──────── Exercise input ────────

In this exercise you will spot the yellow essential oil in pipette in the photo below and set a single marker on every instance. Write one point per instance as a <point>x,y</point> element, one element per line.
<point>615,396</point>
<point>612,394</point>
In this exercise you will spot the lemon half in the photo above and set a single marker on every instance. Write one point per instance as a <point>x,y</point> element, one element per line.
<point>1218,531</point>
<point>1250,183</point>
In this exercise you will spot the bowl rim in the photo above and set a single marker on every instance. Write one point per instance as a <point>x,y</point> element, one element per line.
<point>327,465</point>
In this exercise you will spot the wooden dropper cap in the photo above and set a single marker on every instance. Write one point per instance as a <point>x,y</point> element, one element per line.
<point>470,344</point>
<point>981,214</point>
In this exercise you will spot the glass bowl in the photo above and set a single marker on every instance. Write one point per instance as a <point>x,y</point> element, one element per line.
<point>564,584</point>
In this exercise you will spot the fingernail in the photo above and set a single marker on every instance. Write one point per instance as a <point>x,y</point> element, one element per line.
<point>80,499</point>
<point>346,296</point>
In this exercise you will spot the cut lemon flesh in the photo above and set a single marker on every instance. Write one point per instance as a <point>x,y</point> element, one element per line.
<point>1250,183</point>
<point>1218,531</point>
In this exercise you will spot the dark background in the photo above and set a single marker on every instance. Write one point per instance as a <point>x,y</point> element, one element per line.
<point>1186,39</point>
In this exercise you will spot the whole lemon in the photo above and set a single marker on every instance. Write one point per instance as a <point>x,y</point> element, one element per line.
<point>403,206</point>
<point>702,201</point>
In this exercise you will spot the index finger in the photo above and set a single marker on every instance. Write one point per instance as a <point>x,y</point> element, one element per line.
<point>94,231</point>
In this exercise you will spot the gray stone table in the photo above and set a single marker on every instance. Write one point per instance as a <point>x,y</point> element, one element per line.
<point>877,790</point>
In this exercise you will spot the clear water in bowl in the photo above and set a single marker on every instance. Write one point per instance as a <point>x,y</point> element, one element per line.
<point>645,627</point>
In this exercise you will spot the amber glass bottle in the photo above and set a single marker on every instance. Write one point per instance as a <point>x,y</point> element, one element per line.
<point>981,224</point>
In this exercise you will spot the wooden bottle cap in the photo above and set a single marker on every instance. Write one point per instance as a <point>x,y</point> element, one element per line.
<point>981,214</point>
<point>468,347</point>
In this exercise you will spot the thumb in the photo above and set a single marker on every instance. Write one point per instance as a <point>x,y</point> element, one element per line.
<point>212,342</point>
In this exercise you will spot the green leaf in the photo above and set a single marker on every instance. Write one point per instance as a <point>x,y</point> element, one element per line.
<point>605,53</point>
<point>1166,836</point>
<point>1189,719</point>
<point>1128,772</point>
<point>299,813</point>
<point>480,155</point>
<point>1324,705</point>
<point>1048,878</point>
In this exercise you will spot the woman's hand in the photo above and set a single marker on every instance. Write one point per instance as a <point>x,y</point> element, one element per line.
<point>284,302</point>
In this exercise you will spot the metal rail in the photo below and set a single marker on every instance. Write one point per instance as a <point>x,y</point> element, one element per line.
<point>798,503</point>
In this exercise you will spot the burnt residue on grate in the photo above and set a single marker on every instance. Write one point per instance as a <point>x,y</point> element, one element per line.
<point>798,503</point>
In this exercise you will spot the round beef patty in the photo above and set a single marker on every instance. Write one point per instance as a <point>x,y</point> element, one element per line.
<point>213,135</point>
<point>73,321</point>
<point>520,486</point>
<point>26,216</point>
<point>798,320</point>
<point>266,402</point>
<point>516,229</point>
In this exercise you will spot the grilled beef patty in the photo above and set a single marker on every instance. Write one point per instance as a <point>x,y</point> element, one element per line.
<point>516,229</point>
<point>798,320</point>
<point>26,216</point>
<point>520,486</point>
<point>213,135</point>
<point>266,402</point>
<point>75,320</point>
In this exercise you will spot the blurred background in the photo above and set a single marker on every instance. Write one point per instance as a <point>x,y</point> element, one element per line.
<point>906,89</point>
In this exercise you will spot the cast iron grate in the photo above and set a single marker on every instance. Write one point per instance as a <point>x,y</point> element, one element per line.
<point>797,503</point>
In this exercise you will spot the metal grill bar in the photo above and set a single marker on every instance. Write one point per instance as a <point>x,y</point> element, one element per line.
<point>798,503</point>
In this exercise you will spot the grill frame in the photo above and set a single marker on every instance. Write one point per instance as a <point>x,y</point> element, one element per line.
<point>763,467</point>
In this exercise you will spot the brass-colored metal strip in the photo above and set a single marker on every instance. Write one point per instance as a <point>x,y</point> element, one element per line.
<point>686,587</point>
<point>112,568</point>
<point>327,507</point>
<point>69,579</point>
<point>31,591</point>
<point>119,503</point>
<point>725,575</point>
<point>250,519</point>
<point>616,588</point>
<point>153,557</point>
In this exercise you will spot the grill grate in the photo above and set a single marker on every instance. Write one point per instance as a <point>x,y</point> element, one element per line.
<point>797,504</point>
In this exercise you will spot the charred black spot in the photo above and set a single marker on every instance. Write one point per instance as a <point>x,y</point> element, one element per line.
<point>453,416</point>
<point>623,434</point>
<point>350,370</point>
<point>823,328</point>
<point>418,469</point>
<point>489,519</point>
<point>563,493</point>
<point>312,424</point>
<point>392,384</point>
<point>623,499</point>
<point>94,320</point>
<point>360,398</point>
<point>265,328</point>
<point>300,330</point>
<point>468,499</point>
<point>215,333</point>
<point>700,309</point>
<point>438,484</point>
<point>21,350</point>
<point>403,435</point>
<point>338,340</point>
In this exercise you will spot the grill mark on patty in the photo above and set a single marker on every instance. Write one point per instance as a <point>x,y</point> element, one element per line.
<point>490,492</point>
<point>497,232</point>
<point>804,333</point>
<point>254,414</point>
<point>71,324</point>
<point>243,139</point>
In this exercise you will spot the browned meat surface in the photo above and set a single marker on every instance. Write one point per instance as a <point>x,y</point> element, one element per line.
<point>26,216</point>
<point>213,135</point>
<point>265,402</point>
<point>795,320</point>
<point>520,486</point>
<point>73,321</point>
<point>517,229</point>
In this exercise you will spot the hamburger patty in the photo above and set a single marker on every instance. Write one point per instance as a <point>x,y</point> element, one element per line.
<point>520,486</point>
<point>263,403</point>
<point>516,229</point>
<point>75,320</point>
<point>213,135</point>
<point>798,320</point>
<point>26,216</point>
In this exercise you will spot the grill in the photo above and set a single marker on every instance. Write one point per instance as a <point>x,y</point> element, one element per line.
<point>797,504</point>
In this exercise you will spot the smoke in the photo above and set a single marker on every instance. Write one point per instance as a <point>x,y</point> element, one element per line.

────────

Write out everything from the line containing "In this exercise you will spot the gray" down to the line containing "<point>981,224</point>", raising each coordinate in those lines by 15 and copying all other lines unchanged.

**Answer for the task:**
In this exercise you will spot the gray stone table in the photo above and set a single marker on every instance. Write one point per instance as a <point>x,y</point> element, one element per line.
<point>892,805</point>
In this exercise you will spot the clear water in bowl in the photo above and set a single marker on every instance. Write one point per instance as a <point>x,y</point> element, one element per line.
<point>660,642</point>
In this exercise you will spot the amber glass bottle in the photo above and set a single marker on every instance. Write one point per instance as a <point>x,y</point> element, one element per line.
<point>996,239</point>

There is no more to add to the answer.